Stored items

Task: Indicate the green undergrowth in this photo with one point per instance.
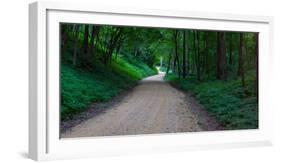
(233, 106)
(81, 88)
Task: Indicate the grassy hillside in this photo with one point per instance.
(233, 106)
(80, 88)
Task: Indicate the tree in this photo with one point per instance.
(241, 60)
(176, 58)
(95, 30)
(76, 34)
(256, 37)
(184, 55)
(221, 57)
(230, 49)
(86, 42)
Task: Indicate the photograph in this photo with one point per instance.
(133, 80)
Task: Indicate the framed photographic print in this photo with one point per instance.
(110, 80)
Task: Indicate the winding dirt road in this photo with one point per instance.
(153, 106)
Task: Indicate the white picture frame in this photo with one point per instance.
(44, 141)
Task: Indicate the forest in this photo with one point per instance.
(219, 68)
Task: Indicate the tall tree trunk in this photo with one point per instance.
(86, 42)
(207, 54)
(257, 63)
(187, 53)
(241, 60)
(198, 56)
(230, 50)
(169, 63)
(221, 57)
(76, 35)
(176, 53)
(92, 41)
(194, 66)
(184, 55)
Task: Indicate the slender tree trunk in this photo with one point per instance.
(184, 55)
(230, 50)
(198, 56)
(76, 35)
(176, 53)
(188, 54)
(86, 43)
(257, 63)
(92, 41)
(241, 60)
(221, 57)
(194, 66)
(169, 63)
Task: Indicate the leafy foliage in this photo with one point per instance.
(80, 88)
(233, 106)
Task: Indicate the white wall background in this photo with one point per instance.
(14, 81)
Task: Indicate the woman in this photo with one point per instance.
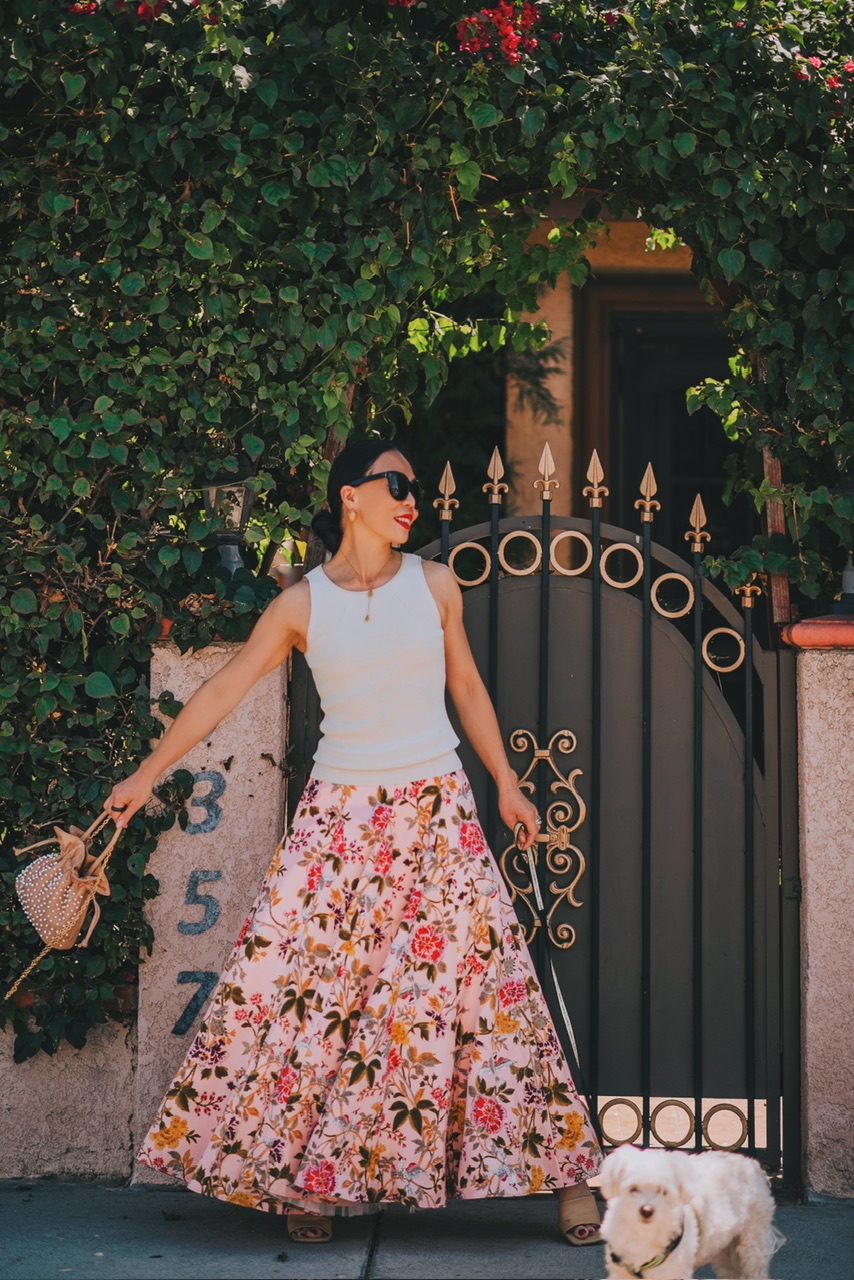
(378, 1034)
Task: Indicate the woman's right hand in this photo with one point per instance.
(128, 796)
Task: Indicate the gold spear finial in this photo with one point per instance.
(748, 593)
(596, 490)
(648, 489)
(447, 487)
(496, 471)
(697, 534)
(547, 470)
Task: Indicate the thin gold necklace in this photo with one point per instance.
(359, 577)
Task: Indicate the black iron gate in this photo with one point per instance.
(657, 737)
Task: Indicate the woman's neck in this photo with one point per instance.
(362, 560)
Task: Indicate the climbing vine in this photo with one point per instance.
(231, 232)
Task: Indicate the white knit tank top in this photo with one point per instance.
(380, 682)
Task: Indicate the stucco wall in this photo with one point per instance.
(69, 1115)
(209, 872)
(826, 769)
(82, 1112)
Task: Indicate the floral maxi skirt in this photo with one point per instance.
(378, 1036)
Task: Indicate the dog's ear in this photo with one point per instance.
(615, 1170)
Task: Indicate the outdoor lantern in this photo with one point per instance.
(229, 499)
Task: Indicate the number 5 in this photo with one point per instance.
(210, 906)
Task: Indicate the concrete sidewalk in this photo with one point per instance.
(74, 1230)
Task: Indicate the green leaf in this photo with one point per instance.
(469, 178)
(23, 600)
(99, 685)
(268, 92)
(829, 234)
(731, 261)
(484, 115)
(200, 247)
(252, 444)
(74, 85)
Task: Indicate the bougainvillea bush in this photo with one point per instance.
(231, 232)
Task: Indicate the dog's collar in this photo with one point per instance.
(639, 1272)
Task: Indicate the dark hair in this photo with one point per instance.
(351, 464)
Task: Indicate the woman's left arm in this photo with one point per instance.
(474, 705)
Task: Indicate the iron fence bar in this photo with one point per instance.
(771, 894)
(596, 799)
(789, 901)
(542, 782)
(492, 672)
(645, 836)
(749, 882)
(697, 1029)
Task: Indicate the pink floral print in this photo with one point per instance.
(378, 1034)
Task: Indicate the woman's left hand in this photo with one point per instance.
(515, 808)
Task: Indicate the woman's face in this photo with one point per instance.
(388, 517)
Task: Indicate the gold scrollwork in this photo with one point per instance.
(680, 1106)
(717, 666)
(621, 1102)
(581, 538)
(613, 581)
(658, 607)
(743, 1121)
(538, 553)
(473, 581)
(561, 819)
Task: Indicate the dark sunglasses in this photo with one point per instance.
(398, 485)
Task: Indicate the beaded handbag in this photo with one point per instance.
(56, 890)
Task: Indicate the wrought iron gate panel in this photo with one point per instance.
(663, 767)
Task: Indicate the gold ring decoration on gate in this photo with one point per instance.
(621, 1102)
(538, 553)
(716, 666)
(660, 608)
(743, 1120)
(680, 1106)
(581, 538)
(474, 581)
(613, 581)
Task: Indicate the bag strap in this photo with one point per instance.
(95, 873)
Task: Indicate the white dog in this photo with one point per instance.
(670, 1212)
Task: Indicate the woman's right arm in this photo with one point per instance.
(283, 625)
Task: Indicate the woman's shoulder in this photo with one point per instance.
(442, 584)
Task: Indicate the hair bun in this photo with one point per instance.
(327, 529)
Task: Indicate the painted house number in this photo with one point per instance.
(202, 979)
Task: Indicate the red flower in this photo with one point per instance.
(380, 817)
(488, 1114)
(384, 859)
(320, 1178)
(471, 837)
(427, 944)
(512, 992)
(284, 1084)
(412, 905)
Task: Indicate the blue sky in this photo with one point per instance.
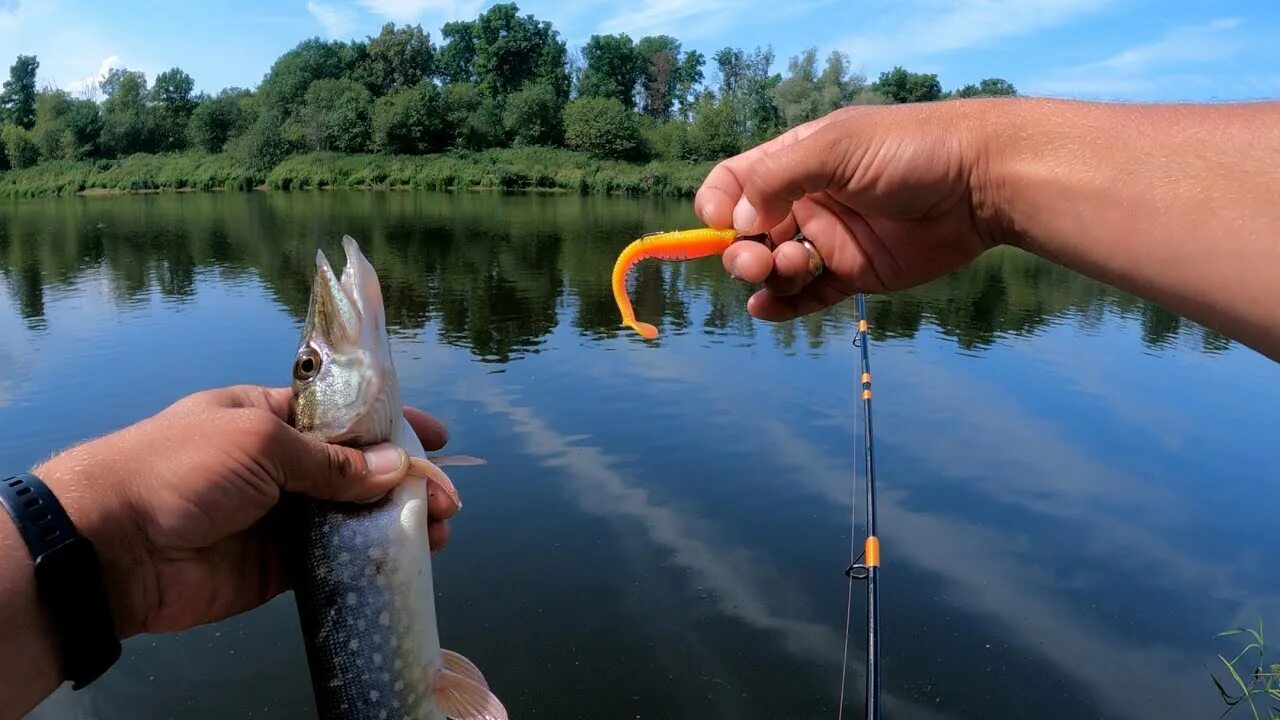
(1096, 49)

__To do__.
Write out all of the records above. Keep them exact and leave out the pictures.

__Response box__.
Task: Indicate the green undergrowth in this photo with one point per instance.
(233, 106)
(81, 88)
Task: Indicate the grassy hillside in this photo with one point per instance.
(233, 106)
(80, 88)
Task: Indicate the tree in this photo with one point per instance.
(241, 60)
(176, 58)
(95, 30)
(76, 34)
(256, 37)
(184, 55)
(221, 57)
(230, 49)
(86, 42)
Task: Indicate the photograph in this photo with one point per instance.
(133, 80)
Task: Indicate the framed photographic print in this photo with one point per instance.
(110, 80)
Task: Indicate the winding dirt road in this photo with one point per instance.
(153, 106)
Task: Indicate the white picture frame in this photo with one point per instance.
(44, 141)
Task: Indicate the forest in this photo with one point per instance.
(219, 68)
Task: Indicate the tall tree trunk in this photo with one point per instance.
(86, 42)
(207, 54)
(257, 63)
(187, 53)
(241, 60)
(198, 56)
(230, 50)
(169, 63)
(221, 57)
(76, 35)
(176, 53)
(92, 41)
(194, 66)
(184, 55)
Task: Indicate the slender tree trunk in this photo with one point per instance.
(184, 55)
(230, 50)
(198, 56)
(76, 35)
(176, 53)
(188, 54)
(86, 43)
(257, 63)
(92, 41)
(241, 60)
(221, 57)
(194, 66)
(169, 63)
Task: Indicate the leafy foliage in this photo with one point per instance.
(80, 88)
(233, 106)
Task: Indicate the white wall background in this photo with one point per instance.
(14, 81)
Task: Indicate the woman in this photo with one point per instance.
(378, 1034)
Task: Indicate the woman's right hand in this photo with one point per instance.
(128, 796)
Task: Indicate the gold spear finial in this photo with one point per instance.
(748, 593)
(596, 490)
(648, 489)
(447, 487)
(496, 471)
(697, 534)
(547, 470)
Task: Indicate the thin gold necklace in this photo with one point per instance.
(359, 577)
Task: Indicate the black iron gate in this photo with one point per instance.
(657, 737)
Task: Indicate the woman's neck in this photo with one point per instance.
(362, 560)
Task: Indicate the climbing vine in this photo with one point per instance.
(231, 232)
Task: Indicate the white knit tank top in this photo with one point per instance.
(380, 682)
Task: Indicate the stucco wall in this photo with one point per instance.
(69, 1115)
(209, 872)
(826, 769)
(82, 1112)
Task: Indicate the floral maxi skirt in this photo with one point per instance.
(378, 1036)
Task: Indicate the dog's ear in this photo with one point per instance.
(615, 1170)
Task: Indicate the outdoor lantern in this photo with one point per instance.
(229, 499)
Task: Indicate the number 5 in this photo with one point per instance.
(210, 906)
Task: Indicate the concrete sidewalk in this photo with one point per instance.
(74, 1230)
Task: Indicate the green leaf in this photo with one point per instance.
(469, 178)
(23, 600)
(99, 685)
(268, 92)
(829, 234)
(731, 261)
(484, 115)
(200, 247)
(252, 444)
(74, 85)
Task: Indicate the bougainvillea bush in this photo with one point per instance.
(231, 232)
Task: Indicate the dog's collar in this photo with one point per instance.
(639, 1272)
Task: Indicate the dark hair in this photo with one point per instance.
(351, 464)
Task: Indicate the woman's left arm in this photo with one point per instance.
(474, 705)
Task: Indicate the iron fence bar in this photo with one point per instance.
(771, 894)
(596, 799)
(789, 901)
(542, 782)
(492, 672)
(645, 836)
(749, 882)
(697, 1029)
Task: Indicate the pink floral print in this photo with one point per instance.
(378, 1034)
Task: Indicate the woman's left hand in this photo with one point per instance.
(515, 808)
Task: Indicate the woman's face in this photo with one point per instance.
(388, 517)
Task: Indicate the gold scrollwork in this photo with one point per instance.
(680, 1106)
(717, 666)
(621, 1102)
(581, 538)
(613, 581)
(658, 607)
(743, 1121)
(538, 553)
(473, 581)
(561, 819)
Task: Indicate the dark sunglasses in this photo with one point per instance.
(398, 485)
Task: Indicate the beaded handbag in this photo with one point per instance.
(56, 890)
Task: Indicate the wrought iron gate panel in this photo with one point per instance.
(663, 767)
Task: Indicate the gold ring decoration on gate in this photo with one point per instance.
(621, 1102)
(538, 553)
(716, 666)
(660, 608)
(743, 1120)
(680, 1106)
(581, 538)
(474, 581)
(613, 581)
Task: Indicate the bag strap in this photo with one point per instance.
(95, 873)
Task: Indicate the white dog in this photo with one point per instance.
(670, 1212)
Task: Indicate the woman's right arm in this photo with one point per instance.
(283, 625)
Task: Indicate the woman's shoulder in this photo with one point per instance.
(442, 584)
Task: Indicate the hair bun in this photo with one point per instance.
(327, 529)
Task: Indicate the painted house number in this photo with one point per instance.
(202, 979)
Task: Indicate the red flower in this photo with one point per instance.
(380, 817)
(488, 1114)
(384, 859)
(320, 1178)
(471, 837)
(427, 944)
(512, 992)
(284, 1084)
(412, 905)
Task: Indicate the blue sky in this photo with one point per instance.
(1096, 49)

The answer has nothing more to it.